• **About this task**
Copy out all the lines of the data that hold the word "person".

• **Given records**
##############################

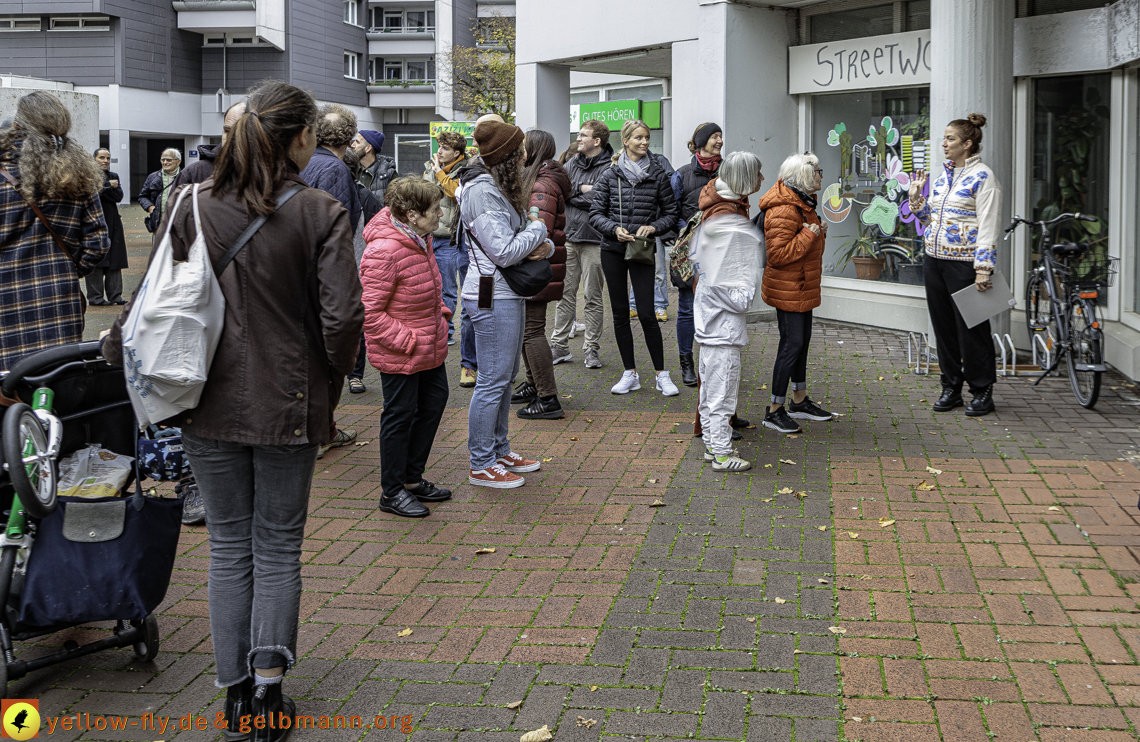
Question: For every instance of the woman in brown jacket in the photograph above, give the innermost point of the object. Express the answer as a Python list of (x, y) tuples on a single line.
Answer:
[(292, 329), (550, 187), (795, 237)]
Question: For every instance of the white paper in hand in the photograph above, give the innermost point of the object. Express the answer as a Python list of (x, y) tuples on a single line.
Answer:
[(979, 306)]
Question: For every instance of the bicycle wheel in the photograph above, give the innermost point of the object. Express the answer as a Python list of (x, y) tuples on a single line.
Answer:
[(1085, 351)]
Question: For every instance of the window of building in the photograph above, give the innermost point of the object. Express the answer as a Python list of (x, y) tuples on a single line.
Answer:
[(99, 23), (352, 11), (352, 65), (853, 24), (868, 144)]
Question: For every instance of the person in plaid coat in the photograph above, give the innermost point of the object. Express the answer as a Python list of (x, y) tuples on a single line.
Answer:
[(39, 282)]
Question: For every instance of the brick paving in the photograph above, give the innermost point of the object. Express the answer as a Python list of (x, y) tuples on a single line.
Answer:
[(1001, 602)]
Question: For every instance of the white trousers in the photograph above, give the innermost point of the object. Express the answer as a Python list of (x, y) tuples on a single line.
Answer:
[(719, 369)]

##############################

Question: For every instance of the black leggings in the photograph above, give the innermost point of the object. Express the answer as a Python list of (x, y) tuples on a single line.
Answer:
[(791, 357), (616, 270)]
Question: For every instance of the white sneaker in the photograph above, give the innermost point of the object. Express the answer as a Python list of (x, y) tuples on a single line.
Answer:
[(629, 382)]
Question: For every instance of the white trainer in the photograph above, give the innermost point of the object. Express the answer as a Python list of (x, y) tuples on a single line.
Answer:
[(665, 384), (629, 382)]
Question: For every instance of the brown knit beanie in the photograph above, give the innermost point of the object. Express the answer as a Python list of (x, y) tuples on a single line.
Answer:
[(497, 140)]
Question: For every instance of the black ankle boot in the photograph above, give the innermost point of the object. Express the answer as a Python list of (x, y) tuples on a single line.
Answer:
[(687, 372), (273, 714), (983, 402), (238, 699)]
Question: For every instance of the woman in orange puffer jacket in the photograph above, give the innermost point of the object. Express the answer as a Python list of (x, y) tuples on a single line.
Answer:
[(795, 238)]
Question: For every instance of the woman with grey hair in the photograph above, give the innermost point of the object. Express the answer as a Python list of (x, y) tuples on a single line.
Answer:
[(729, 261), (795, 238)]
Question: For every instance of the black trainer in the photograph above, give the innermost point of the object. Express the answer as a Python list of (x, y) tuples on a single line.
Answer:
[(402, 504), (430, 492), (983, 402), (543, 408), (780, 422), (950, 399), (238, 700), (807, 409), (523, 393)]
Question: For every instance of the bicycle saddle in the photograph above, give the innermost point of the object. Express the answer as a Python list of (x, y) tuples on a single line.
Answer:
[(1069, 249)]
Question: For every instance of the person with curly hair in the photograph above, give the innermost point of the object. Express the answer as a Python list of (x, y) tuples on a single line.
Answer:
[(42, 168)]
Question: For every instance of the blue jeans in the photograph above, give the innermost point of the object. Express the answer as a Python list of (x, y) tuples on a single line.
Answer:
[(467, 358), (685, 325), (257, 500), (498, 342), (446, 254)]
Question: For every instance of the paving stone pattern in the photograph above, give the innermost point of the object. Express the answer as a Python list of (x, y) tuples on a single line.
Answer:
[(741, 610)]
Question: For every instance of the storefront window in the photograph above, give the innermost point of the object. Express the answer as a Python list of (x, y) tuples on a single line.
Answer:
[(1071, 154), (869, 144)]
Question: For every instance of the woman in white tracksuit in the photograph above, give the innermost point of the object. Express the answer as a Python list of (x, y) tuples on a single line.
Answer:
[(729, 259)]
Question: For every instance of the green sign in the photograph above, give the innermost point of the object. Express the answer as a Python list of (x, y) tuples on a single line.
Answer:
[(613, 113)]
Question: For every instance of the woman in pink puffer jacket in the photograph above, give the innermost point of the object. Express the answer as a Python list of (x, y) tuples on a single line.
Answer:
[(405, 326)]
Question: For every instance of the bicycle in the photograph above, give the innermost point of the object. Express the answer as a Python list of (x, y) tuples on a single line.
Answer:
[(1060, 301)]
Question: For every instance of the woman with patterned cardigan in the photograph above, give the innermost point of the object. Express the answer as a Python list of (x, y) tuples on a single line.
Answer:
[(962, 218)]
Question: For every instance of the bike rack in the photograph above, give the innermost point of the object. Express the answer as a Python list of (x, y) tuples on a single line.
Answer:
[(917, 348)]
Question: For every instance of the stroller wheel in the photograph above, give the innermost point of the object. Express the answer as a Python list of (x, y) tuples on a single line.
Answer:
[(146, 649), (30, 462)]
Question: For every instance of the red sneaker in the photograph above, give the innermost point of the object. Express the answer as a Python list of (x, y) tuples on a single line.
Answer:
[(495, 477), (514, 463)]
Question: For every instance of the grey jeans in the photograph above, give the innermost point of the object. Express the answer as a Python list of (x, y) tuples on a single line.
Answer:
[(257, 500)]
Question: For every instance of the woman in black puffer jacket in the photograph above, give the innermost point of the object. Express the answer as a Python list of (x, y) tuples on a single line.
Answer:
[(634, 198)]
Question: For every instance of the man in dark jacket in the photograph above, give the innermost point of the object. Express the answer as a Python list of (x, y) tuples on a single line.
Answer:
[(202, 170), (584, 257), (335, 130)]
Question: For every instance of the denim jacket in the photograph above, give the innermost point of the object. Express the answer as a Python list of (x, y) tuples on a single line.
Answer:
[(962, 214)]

##############################

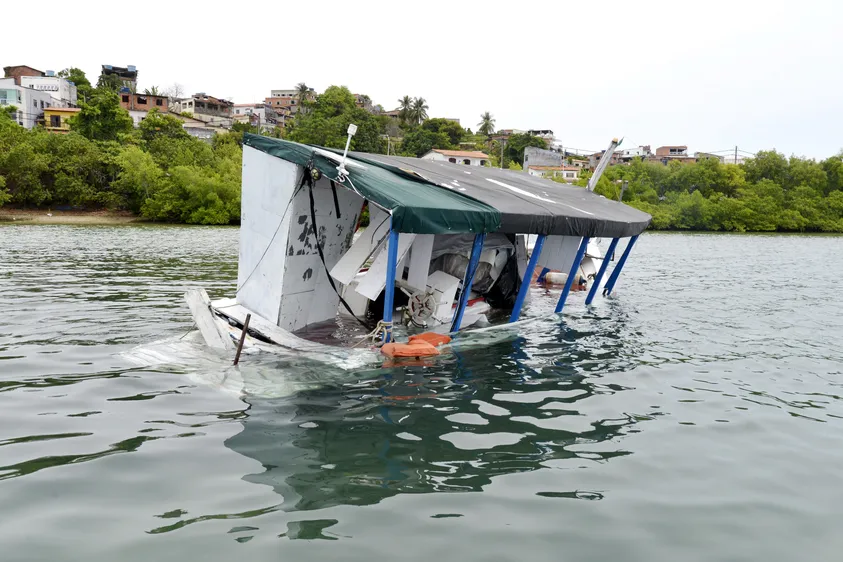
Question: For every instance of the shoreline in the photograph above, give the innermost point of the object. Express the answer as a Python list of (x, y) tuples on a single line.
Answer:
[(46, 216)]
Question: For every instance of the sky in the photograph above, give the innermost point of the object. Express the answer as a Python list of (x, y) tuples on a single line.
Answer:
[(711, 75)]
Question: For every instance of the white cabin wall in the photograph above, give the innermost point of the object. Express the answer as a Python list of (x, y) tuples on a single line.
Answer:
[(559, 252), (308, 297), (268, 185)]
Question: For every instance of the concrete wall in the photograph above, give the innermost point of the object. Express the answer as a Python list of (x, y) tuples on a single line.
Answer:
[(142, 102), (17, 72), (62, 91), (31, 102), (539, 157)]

##############################

• **Task solution**
Question: For every instance of the person in plaid coat in the photograph above, give the innermost point of the object. Express the answer as a Python list of (x, y) tuples on a single line.
Question: For every instance of the person with curly hair in the photograph above, give the innermost point of the object. Express the answer as a Python list of (x, y) tuples on a single line.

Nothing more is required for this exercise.